# JOB
Pull out every line of the records that contains the word "batting" and copy each one.

○ ○ ○

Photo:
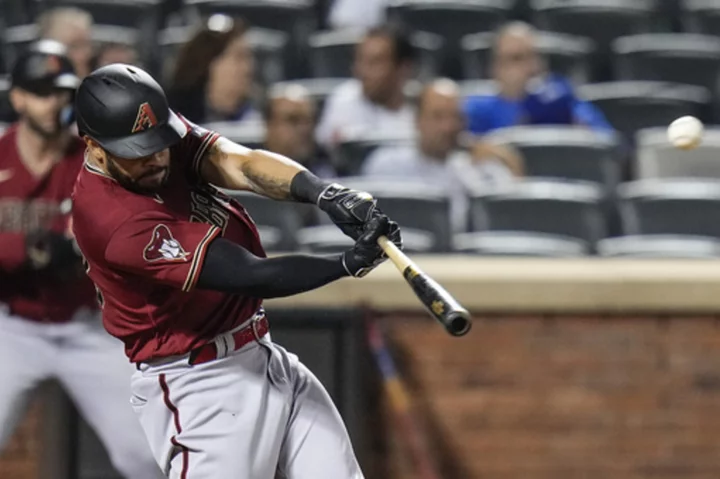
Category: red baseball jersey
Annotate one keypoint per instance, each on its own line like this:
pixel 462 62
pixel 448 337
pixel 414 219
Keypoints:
pixel 27 203
pixel 145 253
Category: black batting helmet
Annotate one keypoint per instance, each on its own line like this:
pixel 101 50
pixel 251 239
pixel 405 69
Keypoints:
pixel 43 69
pixel 125 110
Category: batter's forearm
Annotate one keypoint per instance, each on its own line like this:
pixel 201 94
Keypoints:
pixel 271 175
pixel 230 268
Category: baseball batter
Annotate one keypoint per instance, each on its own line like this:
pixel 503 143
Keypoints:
pixel 49 323
pixel 181 275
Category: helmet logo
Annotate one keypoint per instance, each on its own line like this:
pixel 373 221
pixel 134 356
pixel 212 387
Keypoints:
pixel 145 118
pixel 53 64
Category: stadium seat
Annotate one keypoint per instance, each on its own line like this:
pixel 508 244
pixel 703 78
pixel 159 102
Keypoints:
pixel 565 152
pixel 268 48
pixel 631 106
pixel 277 221
pixel 451 19
pixel 318 88
pixel 18 12
pixel 352 153
pixel 657 158
pixel 127 13
pixel 16 39
pixel 660 246
pixel 297 18
pixel 672 57
pixel 249 134
pixel 601 20
pixel 512 243
pixel 566 54
pixel 332 53
pixel 144 15
pixel 571 209
pixel 416 207
pixel 701 16
pixel 670 206
pixel 329 239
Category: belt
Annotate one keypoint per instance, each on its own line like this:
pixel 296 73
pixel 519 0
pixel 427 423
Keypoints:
pixel 231 341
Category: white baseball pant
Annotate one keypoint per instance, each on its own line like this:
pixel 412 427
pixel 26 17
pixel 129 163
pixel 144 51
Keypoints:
pixel 93 369
pixel 257 413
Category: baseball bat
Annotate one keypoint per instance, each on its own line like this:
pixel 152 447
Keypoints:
pixel 439 303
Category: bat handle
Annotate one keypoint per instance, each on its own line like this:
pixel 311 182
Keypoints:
pixel 394 253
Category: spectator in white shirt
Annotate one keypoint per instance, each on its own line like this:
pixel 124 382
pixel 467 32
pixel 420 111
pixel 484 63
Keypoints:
pixel 436 158
pixel 72 27
pixel 375 100
pixel 290 118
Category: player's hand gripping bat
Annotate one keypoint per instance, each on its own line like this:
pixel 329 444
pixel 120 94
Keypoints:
pixel 441 305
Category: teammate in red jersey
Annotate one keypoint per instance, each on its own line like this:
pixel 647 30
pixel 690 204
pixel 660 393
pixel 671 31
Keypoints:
pixel 49 323
pixel 181 275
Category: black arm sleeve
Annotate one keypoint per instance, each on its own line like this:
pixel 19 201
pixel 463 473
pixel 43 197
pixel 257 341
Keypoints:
pixel 231 268
pixel 305 187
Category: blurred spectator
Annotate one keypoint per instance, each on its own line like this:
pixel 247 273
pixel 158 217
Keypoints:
pixel 213 76
pixel 73 28
pixel 115 53
pixel 290 118
pixel 436 157
pixel 528 93
pixel 375 100
pixel 357 13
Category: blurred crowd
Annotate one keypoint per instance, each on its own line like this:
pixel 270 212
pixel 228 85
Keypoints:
pixel 374 90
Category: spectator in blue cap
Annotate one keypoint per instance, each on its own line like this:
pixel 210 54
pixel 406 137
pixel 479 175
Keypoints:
pixel 527 93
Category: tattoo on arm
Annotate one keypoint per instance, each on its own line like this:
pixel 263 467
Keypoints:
pixel 268 185
pixel 263 172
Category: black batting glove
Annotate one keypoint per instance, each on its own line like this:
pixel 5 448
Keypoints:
pixel 366 254
pixel 350 210
pixel 50 251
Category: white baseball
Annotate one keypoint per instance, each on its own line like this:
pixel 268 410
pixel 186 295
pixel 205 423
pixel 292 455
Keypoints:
pixel 685 132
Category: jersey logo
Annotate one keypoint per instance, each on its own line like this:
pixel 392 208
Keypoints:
pixel 145 118
pixel 163 246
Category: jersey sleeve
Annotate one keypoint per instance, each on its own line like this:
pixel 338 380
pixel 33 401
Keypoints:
pixel 161 248
pixel 191 150
pixel 12 251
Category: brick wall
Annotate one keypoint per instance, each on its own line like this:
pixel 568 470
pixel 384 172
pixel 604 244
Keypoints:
pixel 564 397
pixel 21 457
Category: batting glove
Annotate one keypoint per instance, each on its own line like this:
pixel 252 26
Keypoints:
pixel 350 210
pixel 366 254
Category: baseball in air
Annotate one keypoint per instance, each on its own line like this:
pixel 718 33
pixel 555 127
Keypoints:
pixel 685 132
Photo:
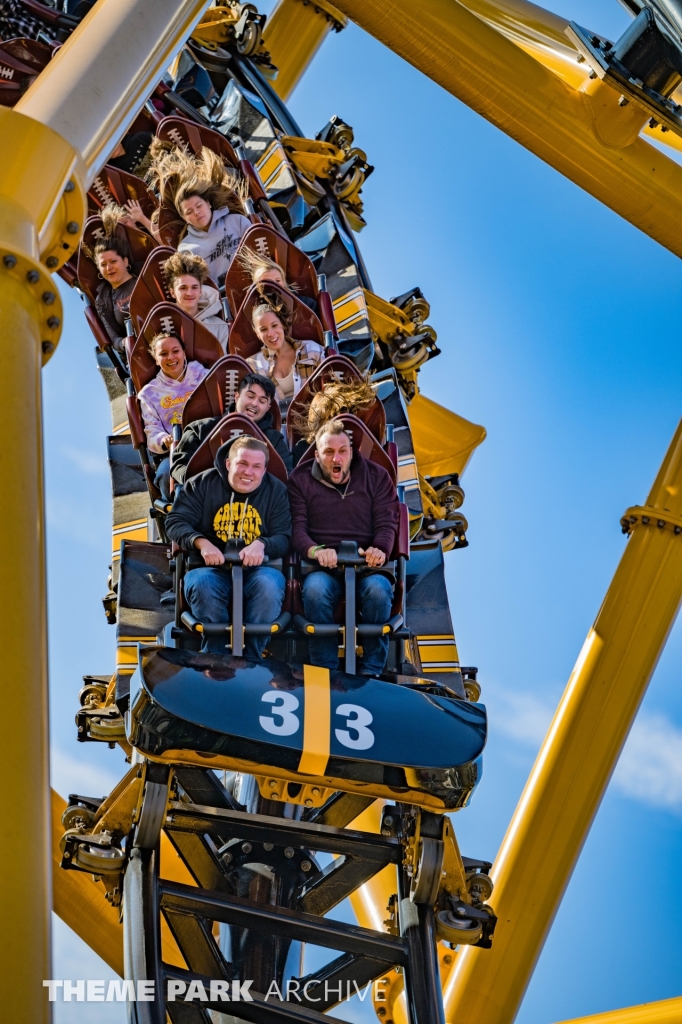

○ ○ ○

# COMPLETE RESPONSE
Category: black batting helmet
Category: black batting glove
Category: batting glove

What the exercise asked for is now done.